### To do
Output only the line that contains "Reviewer note: every instance of the asphalt" and the lines after it, all verbatim, through the last one below.

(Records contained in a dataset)
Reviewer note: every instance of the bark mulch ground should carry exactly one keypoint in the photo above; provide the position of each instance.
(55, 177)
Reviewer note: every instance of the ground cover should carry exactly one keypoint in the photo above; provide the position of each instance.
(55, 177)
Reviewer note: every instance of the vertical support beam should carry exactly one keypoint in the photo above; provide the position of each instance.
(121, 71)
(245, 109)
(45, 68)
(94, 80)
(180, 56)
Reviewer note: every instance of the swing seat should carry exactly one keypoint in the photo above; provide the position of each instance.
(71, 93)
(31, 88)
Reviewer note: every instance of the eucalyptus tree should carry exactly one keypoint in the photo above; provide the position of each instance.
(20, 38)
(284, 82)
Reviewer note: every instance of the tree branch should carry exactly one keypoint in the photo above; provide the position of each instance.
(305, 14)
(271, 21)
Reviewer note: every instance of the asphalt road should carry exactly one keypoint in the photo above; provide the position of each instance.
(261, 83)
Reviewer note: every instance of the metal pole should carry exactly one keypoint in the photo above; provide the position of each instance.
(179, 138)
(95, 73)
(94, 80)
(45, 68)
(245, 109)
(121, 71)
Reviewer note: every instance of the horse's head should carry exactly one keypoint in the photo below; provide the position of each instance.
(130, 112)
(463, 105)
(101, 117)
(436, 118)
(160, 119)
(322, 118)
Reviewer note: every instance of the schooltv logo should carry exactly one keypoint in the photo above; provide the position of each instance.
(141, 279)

### Solution
Reviewer note: every instance of the asphalt road should carry exactly one keypoint in the photo above; provide the position of each instance.
(261, 83)
Reviewer note: every instance of the metal pole should carry exactly one keypoint in the photo above; provide the position of each instance.
(179, 138)
(95, 73)
(94, 80)
(45, 68)
(245, 109)
(121, 71)
Reviewer note: every instance of the horse's head should carry exactly one keypoint in the photo below; provide the position of each instance.
(130, 112)
(463, 105)
(101, 117)
(436, 118)
(160, 119)
(322, 118)
Reviewer note: every instance of the schooltv logo should carry exactly one keypoint in the photo above; provide the position of each instance.
(141, 279)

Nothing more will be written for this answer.